* **Provided passage**
........
GpuDirect RDMA hanging??

Quadro P4000, TCC.
I have allocated 220MB of BAR1 memory for GpuDirect RDMA.

  • I have an FPGA pushing data to this memory.
  • The FPGA is given a page-table with all the GPU BAR1 page addresses (3520 GPU Pages).
  • The data is simply an incrementing uint32bit value (1, 2, 3, 4....).
  • The FPGA starts at page-table[0] and goes to page-table[3519] and then starts over at [0].
  • Incremented value simply rolls over.

On the Host (System)

  • I perform a cudaMemcpy of all 220MB at a time.
  • Launch a kernel to set the first 32bits of each page to 0xDEADBEEF.
  • In same kernel, loop until 0xDEADBEEF is gone.

Issue:

  • I can go through several copy loops, however, at some point the data in the rdma buffer, from the kernel's perspective, stops changing
  • Looking at a PCIe bus montior, I can see that the data-rate from the FPGA has not changed.
  • This leaves me to believe that there is a problem on the GPU side.
........
Stored items from a collection:
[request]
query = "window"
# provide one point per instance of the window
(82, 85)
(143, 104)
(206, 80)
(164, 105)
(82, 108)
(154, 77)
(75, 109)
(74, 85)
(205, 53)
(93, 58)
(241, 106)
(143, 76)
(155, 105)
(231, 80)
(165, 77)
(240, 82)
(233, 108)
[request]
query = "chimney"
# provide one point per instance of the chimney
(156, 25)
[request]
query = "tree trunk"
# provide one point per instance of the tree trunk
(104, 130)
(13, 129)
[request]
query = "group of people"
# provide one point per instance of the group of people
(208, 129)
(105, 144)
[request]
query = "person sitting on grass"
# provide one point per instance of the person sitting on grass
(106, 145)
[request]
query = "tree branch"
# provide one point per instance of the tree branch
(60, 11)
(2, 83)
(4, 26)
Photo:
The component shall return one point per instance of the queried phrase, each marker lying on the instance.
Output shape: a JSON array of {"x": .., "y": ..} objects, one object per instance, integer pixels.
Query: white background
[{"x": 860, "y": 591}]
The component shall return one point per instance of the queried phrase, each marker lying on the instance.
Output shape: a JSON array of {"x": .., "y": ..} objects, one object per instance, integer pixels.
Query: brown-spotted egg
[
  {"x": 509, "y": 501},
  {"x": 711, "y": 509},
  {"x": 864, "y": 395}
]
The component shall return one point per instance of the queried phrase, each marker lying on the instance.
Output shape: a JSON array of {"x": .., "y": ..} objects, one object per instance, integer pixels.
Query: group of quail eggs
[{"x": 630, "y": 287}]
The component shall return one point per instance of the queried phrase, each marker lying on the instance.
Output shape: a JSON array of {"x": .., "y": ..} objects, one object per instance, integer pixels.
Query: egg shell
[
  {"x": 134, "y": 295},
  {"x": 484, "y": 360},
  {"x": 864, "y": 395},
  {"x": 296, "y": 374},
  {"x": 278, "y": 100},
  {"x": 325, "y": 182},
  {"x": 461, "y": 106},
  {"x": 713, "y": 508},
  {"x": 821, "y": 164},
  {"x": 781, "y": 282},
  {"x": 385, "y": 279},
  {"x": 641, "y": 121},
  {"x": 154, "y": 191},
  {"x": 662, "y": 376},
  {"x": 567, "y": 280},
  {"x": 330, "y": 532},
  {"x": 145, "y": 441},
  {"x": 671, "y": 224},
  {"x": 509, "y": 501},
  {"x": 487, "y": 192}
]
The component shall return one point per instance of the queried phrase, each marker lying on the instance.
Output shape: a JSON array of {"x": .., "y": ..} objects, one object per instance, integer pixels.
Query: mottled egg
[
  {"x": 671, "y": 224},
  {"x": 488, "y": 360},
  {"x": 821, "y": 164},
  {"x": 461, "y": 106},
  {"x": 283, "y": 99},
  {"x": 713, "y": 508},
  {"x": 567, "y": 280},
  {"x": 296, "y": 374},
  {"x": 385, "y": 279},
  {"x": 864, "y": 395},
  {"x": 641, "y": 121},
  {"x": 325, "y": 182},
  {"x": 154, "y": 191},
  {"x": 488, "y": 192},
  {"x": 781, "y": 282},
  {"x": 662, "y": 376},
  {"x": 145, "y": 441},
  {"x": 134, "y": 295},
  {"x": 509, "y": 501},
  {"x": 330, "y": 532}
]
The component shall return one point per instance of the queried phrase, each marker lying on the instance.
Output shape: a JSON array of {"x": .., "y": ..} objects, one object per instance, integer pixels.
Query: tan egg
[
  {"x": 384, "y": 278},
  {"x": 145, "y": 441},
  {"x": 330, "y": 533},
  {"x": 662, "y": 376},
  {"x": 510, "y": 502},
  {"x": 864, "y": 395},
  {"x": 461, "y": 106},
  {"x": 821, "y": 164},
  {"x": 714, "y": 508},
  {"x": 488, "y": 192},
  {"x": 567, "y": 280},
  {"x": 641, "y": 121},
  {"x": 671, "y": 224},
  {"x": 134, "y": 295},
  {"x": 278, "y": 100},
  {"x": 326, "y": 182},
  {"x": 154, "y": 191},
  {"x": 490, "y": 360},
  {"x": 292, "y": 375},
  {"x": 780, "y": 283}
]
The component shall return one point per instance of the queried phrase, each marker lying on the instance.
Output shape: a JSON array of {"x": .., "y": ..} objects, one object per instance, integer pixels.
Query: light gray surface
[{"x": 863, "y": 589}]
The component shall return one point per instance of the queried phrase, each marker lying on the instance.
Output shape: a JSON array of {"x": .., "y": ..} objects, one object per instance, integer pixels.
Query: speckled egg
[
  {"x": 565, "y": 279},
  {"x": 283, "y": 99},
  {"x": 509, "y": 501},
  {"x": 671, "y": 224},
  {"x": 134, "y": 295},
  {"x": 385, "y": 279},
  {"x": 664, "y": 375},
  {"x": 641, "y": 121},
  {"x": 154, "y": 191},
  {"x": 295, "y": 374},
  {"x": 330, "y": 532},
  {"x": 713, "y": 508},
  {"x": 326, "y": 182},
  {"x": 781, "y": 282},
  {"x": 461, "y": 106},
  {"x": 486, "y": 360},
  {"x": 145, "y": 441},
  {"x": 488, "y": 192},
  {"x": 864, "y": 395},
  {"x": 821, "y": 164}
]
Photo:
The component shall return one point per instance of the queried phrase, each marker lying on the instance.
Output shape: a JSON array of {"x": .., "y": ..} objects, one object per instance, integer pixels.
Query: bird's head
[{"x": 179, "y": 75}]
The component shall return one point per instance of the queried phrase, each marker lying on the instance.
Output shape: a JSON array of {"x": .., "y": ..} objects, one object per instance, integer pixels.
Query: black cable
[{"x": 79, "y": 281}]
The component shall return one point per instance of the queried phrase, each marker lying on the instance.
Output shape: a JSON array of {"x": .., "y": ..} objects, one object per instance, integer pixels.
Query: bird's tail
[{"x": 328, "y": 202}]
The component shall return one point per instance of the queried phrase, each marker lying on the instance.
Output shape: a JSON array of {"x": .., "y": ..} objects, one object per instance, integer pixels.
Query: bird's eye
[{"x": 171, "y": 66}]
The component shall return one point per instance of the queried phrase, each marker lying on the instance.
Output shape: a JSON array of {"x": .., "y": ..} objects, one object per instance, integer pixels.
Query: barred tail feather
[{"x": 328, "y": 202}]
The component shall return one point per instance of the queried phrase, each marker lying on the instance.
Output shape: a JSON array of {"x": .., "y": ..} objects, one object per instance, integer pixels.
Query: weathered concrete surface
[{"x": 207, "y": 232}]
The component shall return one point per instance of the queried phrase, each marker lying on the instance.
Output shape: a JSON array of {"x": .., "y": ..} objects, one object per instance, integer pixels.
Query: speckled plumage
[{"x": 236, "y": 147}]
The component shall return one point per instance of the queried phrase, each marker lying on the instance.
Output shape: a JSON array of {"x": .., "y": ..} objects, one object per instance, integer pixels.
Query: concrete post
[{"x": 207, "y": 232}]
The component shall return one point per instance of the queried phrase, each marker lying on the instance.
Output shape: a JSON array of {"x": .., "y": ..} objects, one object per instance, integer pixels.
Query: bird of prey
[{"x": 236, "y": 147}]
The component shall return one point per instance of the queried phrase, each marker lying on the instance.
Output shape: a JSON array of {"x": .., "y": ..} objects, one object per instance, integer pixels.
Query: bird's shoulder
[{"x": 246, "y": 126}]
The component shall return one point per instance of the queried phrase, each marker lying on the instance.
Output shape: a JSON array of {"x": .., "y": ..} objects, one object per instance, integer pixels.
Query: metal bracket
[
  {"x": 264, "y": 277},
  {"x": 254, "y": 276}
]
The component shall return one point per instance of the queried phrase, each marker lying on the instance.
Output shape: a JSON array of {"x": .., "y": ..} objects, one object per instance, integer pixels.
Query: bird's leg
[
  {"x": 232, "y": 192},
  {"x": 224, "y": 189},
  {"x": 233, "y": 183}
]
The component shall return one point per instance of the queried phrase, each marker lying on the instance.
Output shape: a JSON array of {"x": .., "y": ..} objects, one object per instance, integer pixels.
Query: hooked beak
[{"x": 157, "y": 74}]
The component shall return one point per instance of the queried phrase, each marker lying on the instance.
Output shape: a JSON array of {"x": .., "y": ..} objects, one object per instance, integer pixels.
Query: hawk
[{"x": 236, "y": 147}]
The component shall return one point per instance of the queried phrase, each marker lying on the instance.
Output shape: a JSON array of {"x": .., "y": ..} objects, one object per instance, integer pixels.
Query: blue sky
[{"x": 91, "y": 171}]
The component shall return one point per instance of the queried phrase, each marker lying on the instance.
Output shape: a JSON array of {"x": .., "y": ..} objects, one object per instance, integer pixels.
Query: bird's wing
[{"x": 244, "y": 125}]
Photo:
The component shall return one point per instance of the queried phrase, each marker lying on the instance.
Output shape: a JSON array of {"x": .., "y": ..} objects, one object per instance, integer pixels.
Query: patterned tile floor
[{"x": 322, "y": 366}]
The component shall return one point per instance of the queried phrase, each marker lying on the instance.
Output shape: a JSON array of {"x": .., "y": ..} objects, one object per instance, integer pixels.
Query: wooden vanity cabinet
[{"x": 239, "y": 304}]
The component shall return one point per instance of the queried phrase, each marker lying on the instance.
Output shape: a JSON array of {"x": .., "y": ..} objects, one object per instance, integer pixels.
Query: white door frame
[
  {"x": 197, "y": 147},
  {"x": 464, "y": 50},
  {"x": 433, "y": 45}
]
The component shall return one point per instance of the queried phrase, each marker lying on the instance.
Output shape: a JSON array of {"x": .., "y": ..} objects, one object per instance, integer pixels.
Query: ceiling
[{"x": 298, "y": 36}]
........
* **Actions to take**
(a) Answer these about the GPUDirect RDMA post:
(i) How much BAR1 memory was allocated?
(ii) How many GPU pages does the FPGA's page-table hold?
(iii) What value does the kernel write to the first 32 bits of each page?
(b) Please carry the GPUDirect RDMA post on from its last sentence.
The listing has no connection to the GPUDirect RDMA post.

* **Expected responses**
(a)
(i) 220MB
(ii) 3520
(iii) 0xDEADBEEF

(b)
  • I speculate a memory access clash but I have no way of knowing?

Question:

  • Am I running into a memory access clash?
  • Is there a way to signal new data on the GPU side - run a kernel, callback, generate a GPU interrupt?

Host:

...
while( bRunning )
{
   // Using Async so I can run this on its own stream.
   // -- Other threads will be doing their own GPU work.

   // Since the memcpy and kernel are on the same gpu-stream, they are executed serially. 
   cudaMemcpyAsync( pDstBuff_d, pRdmaBufBaseAddr_d, bytesToCopy, cudaMemcpyDeviceToDevice, cudaStream );
   WaitForNewDataKernel <<< 1, numGpuPages, 0, cudaStream >>>( pRdmaBuffBaseAddr_d );

   // Host - wait for new data.
   cudaStreamSynchronize( cudaStream );
}
...

Kernel:

WaitForNewDataKernel( ... )
{
   pPageTableVal += threadId * PAGE_TABLE_OFFSET;

   // Set the value as "read"
   *pPageTableVal = 0xDEADBEEF;
   
   // Loop until new data is present
   while( *pPageTableVal == 0xDEADBEEF )
   {
     ++count;
     if( 0 == count % 100000 )
     {
        printf( "Still waiting" );
     }
   }
}

Thank you for any help.

is the pPageTableVal pointer marked with volatile?

Yes. The Kernel argument is prefaced with volatile.

Thanks.

I simplified my code and now all I do is call the Kernel.

I get through one or two kernel runs, but the kernel eventually “hangs” in the waiting loop.
– Again, PCIe bus shows traffic going to the GPU, in my case at 12GB/s

Host:

  • numPages = 3520
  • numBlocks = 4
  • numThreads = 1024
while( bRunning )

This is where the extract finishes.